THE REQUEST →
Output the full material exactly as it appears here.

· · · · · · ·

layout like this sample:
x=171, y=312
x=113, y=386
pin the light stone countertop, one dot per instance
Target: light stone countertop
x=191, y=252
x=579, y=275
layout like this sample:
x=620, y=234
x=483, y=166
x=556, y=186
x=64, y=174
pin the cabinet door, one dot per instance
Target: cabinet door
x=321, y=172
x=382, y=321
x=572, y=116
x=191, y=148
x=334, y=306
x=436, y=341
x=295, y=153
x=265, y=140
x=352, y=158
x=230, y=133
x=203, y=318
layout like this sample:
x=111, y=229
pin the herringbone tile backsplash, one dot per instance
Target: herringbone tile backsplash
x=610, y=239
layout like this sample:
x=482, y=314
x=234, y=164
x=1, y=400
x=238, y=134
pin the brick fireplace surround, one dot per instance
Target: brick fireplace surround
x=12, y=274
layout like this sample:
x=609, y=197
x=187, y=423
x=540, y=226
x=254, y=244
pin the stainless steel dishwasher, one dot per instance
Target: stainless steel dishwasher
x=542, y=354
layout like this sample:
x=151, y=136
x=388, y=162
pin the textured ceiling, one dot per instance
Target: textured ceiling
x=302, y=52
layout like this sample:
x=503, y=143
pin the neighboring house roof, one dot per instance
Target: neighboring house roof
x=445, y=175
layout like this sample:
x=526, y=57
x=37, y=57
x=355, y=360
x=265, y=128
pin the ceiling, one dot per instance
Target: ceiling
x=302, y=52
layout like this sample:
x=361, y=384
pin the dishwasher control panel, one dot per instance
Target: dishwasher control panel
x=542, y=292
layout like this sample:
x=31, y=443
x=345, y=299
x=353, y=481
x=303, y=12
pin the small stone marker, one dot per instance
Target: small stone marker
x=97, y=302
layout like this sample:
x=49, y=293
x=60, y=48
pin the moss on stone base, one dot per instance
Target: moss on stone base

· · · · · · ·

THE ANSWER →
layout like this sample:
x=171, y=312
x=113, y=386
pin the light stone countertop, one dot per instance
Target: light stone countertop
x=191, y=252
x=579, y=275
layout like this sample:
x=620, y=234
x=483, y=166
x=556, y=186
x=64, y=174
pin the cabinet door, one dot per instance
Target: cabinet door
x=321, y=172
x=382, y=321
x=572, y=116
x=191, y=148
x=334, y=306
x=436, y=341
x=295, y=153
x=265, y=140
x=352, y=158
x=230, y=133
x=203, y=318
layout like this sample:
x=111, y=229
pin the herringbone tile backsplash, one dot per instance
Target: herringbone tile backsplash
x=610, y=239
layout like this sample:
x=482, y=314
x=234, y=164
x=1, y=400
x=238, y=134
pin the brick fireplace surround, one dot per instance
Target: brick fireplace surround
x=12, y=274
layout like this sample:
x=609, y=197
x=187, y=423
x=540, y=226
x=254, y=244
pin the stainless steel dishwasher, one dot per instance
Target: stainless steel dishwasher
x=542, y=354
layout like this sample:
x=151, y=136
x=388, y=162
pin the textured ceiling, one dot per instance
Target: textured ceiling
x=302, y=52
layout like this sample:
x=503, y=143
pin the neighboring house roof, one dot per instance
Target: neighboring house roof
x=445, y=175
layout like this sample:
x=526, y=57
x=37, y=57
x=355, y=360
x=265, y=128
pin the ceiling, one dot per instance
Target: ceiling
x=302, y=52
layout like this sample:
x=361, y=384
pin the dishwasher control panel, one dot per instance
Target: dishwasher control panel
x=542, y=292
layout like this sample:
x=31, y=443
x=345, y=299
x=353, y=481
x=303, y=12
pin the small stone marker, one dot per instance
Target: small stone marker
x=97, y=302
layout like this sample:
x=49, y=293
x=60, y=48
pin the moss on stone base, one dot per instance
Target: moss on stone base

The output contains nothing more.